** Written exercise **
Include in the output the line containing "Please point out the window" and each subsequent line of the records, through the end, transcribed exactly. Add nothing else.

[Excerpts of location labeling data]
[Start]
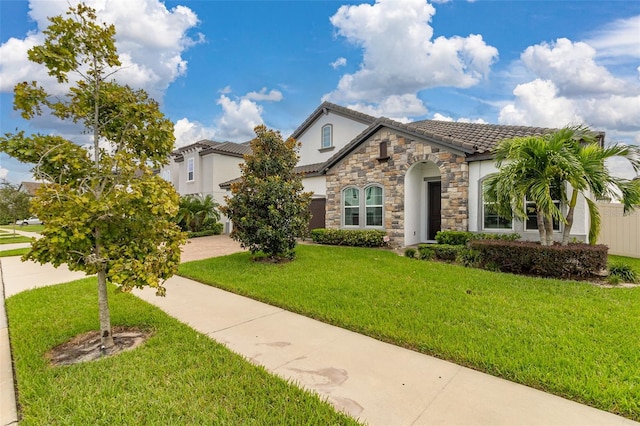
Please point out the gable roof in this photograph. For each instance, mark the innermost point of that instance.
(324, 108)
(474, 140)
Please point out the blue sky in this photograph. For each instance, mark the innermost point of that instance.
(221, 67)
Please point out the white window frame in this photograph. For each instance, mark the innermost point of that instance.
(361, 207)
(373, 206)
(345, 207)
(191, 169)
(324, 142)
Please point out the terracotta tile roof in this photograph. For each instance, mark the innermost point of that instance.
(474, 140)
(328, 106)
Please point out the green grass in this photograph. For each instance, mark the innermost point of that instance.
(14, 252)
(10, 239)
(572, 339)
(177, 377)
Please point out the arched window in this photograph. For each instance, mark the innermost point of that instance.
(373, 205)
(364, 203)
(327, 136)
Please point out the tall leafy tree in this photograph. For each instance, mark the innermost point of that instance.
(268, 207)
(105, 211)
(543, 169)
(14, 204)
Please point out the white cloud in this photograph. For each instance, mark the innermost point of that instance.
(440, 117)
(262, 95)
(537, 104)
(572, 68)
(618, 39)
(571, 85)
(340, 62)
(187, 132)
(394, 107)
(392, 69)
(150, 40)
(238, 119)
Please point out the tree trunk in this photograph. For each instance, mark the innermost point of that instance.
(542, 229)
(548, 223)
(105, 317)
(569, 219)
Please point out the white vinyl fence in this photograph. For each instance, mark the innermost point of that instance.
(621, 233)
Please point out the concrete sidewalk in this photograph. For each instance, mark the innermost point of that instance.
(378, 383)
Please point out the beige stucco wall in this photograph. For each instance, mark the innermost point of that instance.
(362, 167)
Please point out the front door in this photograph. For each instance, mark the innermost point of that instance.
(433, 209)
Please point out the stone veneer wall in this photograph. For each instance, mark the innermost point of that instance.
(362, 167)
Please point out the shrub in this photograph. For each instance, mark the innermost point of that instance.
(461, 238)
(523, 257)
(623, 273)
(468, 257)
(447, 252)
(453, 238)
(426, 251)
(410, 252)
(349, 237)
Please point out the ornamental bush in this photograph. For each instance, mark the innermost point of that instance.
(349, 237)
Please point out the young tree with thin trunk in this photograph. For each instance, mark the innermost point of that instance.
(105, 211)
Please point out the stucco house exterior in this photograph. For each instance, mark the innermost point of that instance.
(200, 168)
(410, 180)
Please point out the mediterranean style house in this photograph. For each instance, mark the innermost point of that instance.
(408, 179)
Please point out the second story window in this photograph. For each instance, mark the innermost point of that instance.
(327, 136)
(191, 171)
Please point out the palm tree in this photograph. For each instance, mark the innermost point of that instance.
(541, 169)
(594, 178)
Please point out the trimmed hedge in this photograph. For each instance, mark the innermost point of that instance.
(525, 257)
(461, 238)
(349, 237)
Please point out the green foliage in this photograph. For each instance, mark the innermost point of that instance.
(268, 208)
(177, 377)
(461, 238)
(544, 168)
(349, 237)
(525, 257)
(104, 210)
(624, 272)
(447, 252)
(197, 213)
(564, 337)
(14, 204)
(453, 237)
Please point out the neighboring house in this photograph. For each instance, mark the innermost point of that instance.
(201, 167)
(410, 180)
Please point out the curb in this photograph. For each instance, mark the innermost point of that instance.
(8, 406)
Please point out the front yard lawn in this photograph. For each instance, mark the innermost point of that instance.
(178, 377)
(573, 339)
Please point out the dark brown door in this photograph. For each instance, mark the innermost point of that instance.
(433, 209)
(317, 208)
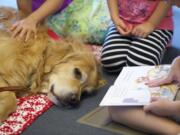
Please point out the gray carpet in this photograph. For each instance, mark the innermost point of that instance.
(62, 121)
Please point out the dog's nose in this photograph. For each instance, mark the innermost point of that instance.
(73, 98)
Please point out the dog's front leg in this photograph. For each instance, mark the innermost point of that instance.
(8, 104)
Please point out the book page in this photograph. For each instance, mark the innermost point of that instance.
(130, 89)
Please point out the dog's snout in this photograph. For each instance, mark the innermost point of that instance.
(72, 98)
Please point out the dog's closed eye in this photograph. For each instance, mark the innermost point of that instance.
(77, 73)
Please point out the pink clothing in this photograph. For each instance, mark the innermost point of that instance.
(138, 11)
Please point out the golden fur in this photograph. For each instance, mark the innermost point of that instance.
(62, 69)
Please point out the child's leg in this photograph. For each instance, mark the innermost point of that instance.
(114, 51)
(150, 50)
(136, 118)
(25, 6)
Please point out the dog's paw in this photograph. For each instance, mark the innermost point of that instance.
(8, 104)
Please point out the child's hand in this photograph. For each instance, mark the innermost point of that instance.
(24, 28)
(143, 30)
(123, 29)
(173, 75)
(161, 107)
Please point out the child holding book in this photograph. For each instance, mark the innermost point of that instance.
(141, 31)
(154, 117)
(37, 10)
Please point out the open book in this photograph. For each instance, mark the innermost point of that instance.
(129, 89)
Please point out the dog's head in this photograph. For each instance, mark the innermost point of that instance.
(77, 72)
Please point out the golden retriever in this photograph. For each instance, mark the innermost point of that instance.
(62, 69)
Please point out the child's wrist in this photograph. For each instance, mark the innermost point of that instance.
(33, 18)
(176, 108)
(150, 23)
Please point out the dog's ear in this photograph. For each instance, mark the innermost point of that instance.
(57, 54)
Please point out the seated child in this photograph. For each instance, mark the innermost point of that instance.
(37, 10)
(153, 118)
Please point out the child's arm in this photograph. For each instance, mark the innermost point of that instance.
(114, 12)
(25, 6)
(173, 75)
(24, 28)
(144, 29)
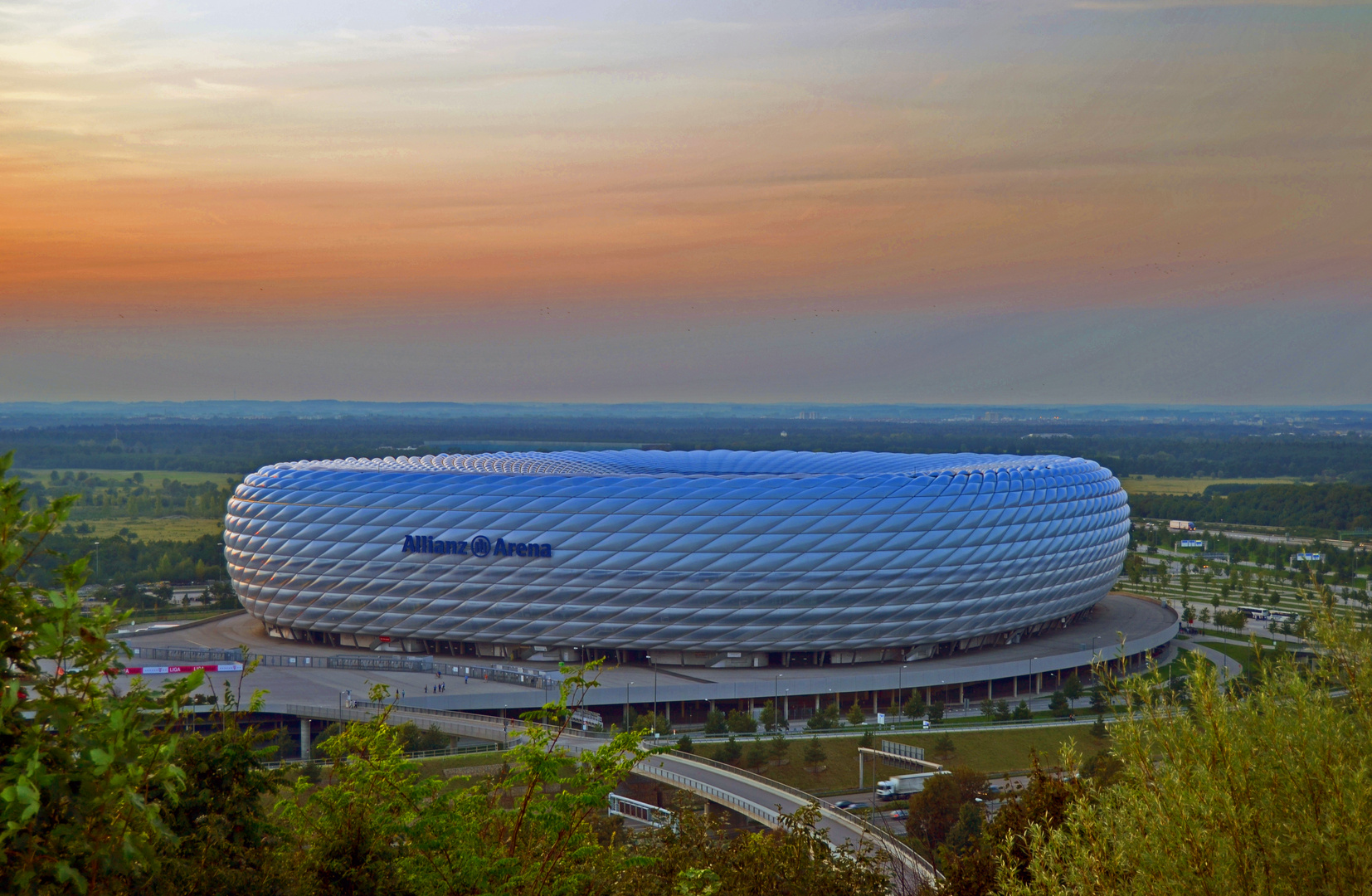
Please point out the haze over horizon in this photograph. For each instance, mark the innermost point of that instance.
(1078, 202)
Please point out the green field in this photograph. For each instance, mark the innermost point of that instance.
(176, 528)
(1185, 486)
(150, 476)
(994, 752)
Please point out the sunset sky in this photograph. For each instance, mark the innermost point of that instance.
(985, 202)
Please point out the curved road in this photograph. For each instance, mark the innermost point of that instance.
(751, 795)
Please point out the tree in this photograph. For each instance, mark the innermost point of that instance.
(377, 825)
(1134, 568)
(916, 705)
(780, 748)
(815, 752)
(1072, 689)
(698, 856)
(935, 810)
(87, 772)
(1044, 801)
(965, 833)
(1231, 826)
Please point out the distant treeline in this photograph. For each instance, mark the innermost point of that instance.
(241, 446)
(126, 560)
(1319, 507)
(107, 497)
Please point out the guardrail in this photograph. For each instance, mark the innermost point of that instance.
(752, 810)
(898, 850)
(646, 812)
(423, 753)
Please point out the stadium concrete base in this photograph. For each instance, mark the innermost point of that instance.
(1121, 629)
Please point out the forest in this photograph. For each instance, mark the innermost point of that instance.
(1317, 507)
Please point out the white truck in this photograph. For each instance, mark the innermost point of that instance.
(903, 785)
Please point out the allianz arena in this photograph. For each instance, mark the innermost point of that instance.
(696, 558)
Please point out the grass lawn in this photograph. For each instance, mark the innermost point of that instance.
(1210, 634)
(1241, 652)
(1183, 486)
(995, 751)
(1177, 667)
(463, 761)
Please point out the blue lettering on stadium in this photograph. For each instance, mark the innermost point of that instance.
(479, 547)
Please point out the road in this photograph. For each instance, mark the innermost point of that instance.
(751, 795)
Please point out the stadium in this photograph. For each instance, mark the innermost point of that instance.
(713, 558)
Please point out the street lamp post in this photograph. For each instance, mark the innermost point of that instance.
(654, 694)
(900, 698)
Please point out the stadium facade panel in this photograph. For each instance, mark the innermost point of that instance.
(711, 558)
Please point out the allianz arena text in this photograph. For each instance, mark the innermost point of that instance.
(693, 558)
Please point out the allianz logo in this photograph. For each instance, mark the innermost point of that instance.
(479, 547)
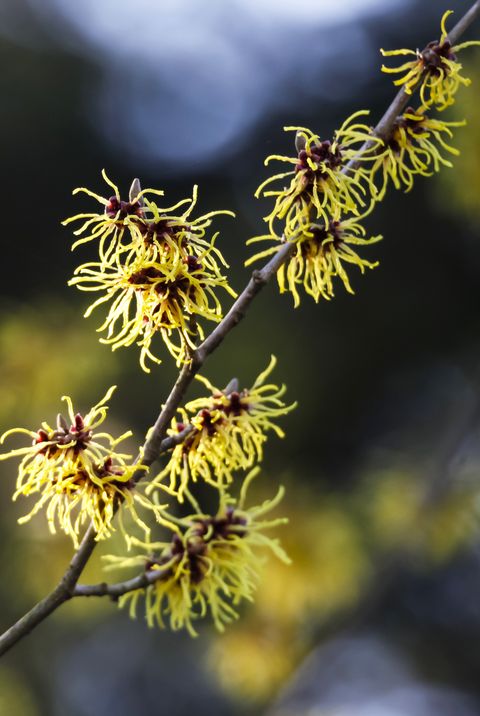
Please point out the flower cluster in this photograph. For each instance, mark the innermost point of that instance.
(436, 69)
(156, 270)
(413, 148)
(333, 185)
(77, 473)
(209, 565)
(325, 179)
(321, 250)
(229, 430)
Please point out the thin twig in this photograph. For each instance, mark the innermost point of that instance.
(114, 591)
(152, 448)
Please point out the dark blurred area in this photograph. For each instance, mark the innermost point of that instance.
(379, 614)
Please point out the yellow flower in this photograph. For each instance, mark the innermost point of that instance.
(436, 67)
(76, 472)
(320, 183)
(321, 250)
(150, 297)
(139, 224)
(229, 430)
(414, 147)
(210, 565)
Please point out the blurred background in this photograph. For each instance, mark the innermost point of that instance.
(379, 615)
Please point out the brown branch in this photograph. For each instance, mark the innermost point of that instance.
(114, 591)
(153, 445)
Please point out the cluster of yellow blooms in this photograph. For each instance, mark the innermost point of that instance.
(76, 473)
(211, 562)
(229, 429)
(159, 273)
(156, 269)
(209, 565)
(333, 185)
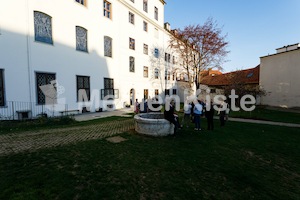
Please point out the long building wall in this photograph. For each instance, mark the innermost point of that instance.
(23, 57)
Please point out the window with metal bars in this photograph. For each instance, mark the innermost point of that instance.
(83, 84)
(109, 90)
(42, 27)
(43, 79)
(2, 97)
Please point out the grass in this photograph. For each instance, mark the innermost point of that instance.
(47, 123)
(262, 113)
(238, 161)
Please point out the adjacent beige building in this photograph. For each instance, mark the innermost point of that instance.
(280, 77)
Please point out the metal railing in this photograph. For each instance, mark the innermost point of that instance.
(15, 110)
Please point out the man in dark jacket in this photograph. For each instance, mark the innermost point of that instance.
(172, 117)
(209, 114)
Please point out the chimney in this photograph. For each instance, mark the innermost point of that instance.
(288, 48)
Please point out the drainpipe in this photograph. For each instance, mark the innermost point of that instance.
[End]
** Task solution **
Please point out the window with metal bars in this photograph. For each instance, mark the innermost point of that instance.
(83, 84)
(109, 90)
(42, 27)
(43, 79)
(2, 97)
Please point out the grass in this photograph. For each instance, mark the innermost point of that instance.
(47, 123)
(262, 113)
(238, 161)
Please point out the adjacent beige building in this photograph. For each instance, mark the innermost point of that instance.
(280, 77)
Please point out the metal railing in this photograph. For each instance, mark the innermost point of that instance.
(15, 110)
Please point out the man in dark jacket in this photograph. For each instance, mark the innermost point of that instance.
(172, 117)
(209, 114)
Please point out the chimney in this photograph. For each instance, mark the innermost point of that instance.
(288, 48)
Please point out the drainpipe in this photograph. For each instance, mark the innermost point of that instance.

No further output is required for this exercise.